• **What to work on**
What you return should be only the lines in the entries below between the one holding "Put one point on each instance of the lake." and the one holding "Put one point on each instance of the mountain", ends included, with every picture left out.

• **Point-per-instance localization data**
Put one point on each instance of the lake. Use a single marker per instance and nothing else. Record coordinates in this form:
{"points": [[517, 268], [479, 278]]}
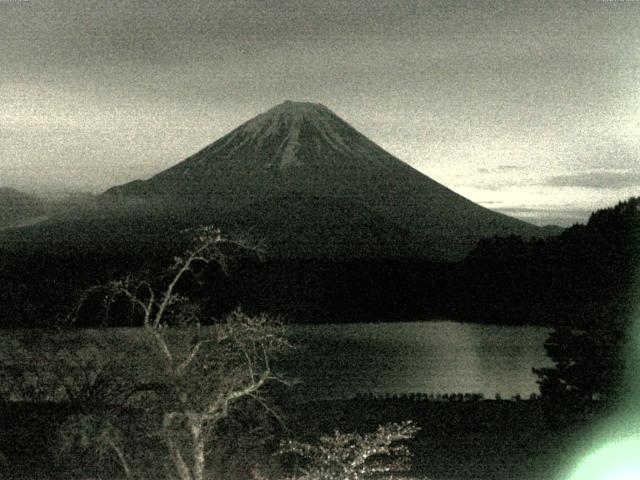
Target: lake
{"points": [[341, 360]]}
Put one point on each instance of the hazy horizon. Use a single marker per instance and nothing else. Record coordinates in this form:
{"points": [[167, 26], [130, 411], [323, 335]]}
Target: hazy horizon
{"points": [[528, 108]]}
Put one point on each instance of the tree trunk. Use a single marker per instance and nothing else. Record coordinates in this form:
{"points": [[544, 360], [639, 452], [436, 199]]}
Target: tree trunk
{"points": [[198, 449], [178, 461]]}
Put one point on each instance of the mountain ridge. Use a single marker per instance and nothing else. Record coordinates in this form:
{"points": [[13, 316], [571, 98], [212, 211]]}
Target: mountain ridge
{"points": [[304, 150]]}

...

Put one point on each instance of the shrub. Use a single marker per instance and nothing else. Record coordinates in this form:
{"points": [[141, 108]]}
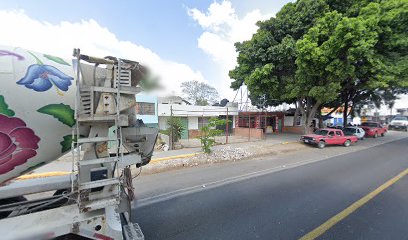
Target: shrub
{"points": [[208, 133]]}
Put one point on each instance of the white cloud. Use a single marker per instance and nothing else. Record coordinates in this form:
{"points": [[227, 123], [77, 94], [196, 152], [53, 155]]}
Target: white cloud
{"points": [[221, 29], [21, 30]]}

--

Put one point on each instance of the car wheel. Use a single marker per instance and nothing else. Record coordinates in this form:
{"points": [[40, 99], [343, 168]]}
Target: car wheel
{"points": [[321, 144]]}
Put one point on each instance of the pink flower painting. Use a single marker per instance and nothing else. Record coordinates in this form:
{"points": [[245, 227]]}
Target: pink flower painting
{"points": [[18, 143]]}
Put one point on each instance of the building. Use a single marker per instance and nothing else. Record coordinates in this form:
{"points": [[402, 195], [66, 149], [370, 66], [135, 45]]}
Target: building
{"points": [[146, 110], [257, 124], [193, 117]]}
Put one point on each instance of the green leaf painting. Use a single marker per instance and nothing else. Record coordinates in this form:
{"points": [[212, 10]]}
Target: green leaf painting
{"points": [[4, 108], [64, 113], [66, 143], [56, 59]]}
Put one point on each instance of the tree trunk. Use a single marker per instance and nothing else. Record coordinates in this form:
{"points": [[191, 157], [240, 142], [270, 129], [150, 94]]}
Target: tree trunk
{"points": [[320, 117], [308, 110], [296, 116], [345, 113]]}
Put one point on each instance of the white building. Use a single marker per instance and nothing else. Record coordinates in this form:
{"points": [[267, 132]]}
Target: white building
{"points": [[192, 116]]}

• **Reply to the exercise**
Put one point on each instance of the lake. Use a single marker per instance and nothing else. Record coordinates in this form:
{"points": [[517, 268], [479, 278]]}
Target: lake
{"points": [[341, 360]]}
Put one point on each instance of the hazy horizon. Use a single marker per instance and nothing else. Record coordinates in this form:
{"points": [[167, 26], [130, 411], [323, 335]]}
Target: hazy horizon
{"points": [[528, 108]]}
Put one point on each instance of the tree trunk. Use a single marker per instance and nothing else. Record coordinates in this form:
{"points": [[544, 360], [639, 452], [436, 199]]}
Target: tree trunk
{"points": [[198, 449], [178, 461]]}
Put one point on each instance of the mountain ridge. Use a single marker per instance and nothing else. Record coordinates in this form:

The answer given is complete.